Source document ▸
<<<<

On Sat, 2018-06-23 at 16:40 -0400, Jeffrey Ross wrote:
> 
> On 06/22/2018 07:54 AM, Berend De Schouwer wrote:
> > On Fri, 2018-06-22 at 07:37 -0400, Jeffrey Ross wrote:
> > > At one point Fedora had something (keyring?) that would allow me
> > > to
> > > unlock my SSH private keys and it would keep the unlocked key
> > > available
> > > so I could ssh without having to unlock my key every time.  I
> > > typically
> > > run a simple "terminal" window and then "ssh <hostname>" since my
> > > key
> > > is
> > > not retained unlocked I'm prompted for a password.
> > > 
> > > Fast forward to today, the system had been reinstalled (new
> > > hardware,
> > > new disks, etc) and I no longer have that ability.  I'm currently
> > > runn
> > > Fedora 28 and the desktop is "Gnome", I'm sure it is just a
> > > matter
> > > of
> > > installing/configuring/running the correct application.... but
> > > which
> > > one?
> > 
> > You're *probably* missing the gnome-keyring package.
> > 
> > you'll need:
> > - ssh-agent (to remember)
> > - an app that processes your passphrase (gnome-keyring or pinentry-
> > gtk)
> > 
> > ssh-agent is part of openssh-clients.  It's usually run by gnome-
> > keyring-daemon.  Look in the process list for it.  It should be
> > running.
> > 
> > ssh-add is a cli app that will let you add the key and trigger a
> > passphrase without a GUI.
> > 
> > You can see if a key is being remembered by running 'ssh-add -l'
> > 
> > gnome-shell should prompt for the key (the prompt will be themed
> > like
> > gnome-shell), but so can pinentry/pinentry-gtk (themed like a Gtk2
> > app)

>>>>

Tasks to carry out ▸
- a) From the email thread above, extract the passage starting with "On Sat, 2018-06-23" and going on through "for a password.".
- b) According to the email thread above, which command shows whether a key is being remembered?

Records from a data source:
<<<<

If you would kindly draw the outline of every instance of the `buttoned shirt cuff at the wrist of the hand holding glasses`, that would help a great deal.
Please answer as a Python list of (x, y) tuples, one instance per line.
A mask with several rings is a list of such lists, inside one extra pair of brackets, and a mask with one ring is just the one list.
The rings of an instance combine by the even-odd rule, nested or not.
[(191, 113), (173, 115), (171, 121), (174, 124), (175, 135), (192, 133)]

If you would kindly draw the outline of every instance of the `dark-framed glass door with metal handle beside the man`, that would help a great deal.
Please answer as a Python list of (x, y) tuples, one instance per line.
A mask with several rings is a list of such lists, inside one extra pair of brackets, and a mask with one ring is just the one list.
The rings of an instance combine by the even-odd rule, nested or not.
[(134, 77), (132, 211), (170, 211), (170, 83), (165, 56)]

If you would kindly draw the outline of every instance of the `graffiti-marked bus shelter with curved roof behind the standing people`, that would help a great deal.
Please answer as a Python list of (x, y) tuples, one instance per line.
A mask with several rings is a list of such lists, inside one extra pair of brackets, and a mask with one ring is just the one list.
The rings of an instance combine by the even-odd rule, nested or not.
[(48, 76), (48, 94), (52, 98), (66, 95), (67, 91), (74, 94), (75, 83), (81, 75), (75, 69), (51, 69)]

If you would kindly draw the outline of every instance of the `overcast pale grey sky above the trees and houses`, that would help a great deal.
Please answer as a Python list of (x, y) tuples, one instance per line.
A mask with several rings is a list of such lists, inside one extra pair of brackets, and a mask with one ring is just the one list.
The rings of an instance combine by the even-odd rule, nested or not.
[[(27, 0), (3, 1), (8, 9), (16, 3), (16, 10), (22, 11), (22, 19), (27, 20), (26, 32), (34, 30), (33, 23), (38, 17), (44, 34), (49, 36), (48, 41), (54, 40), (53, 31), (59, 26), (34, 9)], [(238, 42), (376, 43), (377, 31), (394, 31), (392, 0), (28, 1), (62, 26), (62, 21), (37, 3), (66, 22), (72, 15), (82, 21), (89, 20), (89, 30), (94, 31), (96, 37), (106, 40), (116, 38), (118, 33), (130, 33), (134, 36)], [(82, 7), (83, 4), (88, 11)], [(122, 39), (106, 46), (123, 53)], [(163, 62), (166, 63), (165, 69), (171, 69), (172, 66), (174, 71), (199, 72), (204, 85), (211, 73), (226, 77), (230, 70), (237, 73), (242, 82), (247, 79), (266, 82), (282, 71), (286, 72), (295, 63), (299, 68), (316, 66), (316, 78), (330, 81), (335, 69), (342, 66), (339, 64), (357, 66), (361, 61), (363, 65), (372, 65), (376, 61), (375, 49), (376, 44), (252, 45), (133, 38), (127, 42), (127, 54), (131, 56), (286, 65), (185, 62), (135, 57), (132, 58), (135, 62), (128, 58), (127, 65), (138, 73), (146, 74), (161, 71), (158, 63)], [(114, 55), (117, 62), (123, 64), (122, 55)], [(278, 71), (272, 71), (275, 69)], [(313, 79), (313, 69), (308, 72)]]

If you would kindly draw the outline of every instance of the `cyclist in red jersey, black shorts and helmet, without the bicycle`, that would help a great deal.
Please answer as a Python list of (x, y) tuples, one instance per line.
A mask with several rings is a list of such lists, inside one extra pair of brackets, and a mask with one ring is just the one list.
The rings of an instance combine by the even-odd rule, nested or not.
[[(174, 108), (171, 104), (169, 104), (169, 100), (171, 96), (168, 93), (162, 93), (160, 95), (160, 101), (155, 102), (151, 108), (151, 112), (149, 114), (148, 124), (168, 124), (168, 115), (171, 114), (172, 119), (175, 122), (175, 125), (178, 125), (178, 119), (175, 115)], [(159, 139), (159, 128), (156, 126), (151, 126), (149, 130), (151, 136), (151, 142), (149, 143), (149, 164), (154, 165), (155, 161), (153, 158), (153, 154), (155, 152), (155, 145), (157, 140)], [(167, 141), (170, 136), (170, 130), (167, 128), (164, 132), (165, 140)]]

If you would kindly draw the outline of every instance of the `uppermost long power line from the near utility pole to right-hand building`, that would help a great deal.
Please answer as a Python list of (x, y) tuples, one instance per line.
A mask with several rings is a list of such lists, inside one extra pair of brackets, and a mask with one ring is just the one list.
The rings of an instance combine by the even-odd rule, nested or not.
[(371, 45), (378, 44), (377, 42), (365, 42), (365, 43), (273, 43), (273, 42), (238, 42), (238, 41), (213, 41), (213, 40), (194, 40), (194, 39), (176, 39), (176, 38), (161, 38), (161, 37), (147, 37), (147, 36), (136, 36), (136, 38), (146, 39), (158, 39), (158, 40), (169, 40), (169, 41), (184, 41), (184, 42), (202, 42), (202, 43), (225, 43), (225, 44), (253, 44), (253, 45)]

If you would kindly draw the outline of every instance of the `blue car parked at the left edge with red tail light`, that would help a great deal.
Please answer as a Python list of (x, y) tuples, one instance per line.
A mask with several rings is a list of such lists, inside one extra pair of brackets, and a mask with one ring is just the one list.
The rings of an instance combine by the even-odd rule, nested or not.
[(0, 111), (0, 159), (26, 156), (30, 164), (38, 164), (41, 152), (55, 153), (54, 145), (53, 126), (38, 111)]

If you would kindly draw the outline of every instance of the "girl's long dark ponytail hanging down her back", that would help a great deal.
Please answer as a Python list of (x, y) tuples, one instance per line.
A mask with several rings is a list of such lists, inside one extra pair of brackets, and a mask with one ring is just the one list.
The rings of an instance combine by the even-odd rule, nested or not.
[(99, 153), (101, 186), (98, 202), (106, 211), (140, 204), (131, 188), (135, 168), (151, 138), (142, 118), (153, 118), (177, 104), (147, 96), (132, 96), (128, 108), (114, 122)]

>>>>

Results of the tasks ▸
- a)
On Sat, 2018-06-23 at 16:40 -0400, Jeffrey Ross wrote:
> 
> On 06/22/2018 07:54 AM, Berend De Schouwer wrote:
> > On Fri, 2018-06-22 at 07:37 -0400, Jeffrey Ross wrote:
> > > At one point Fedora had something (keyring?) that would allow me
> > > to
> > > unlock my SSH private keys and it would keep the unlocked key
> > > available
> > > so I could ssh without having to unlock my key every time.  I
> > > typically
> > > run a simple "terminal" window and then "ssh <hostname>" since my
> > > key
> > > is
> > > not retained unlocked I'm prompted for a password.

- b) ssh-add -l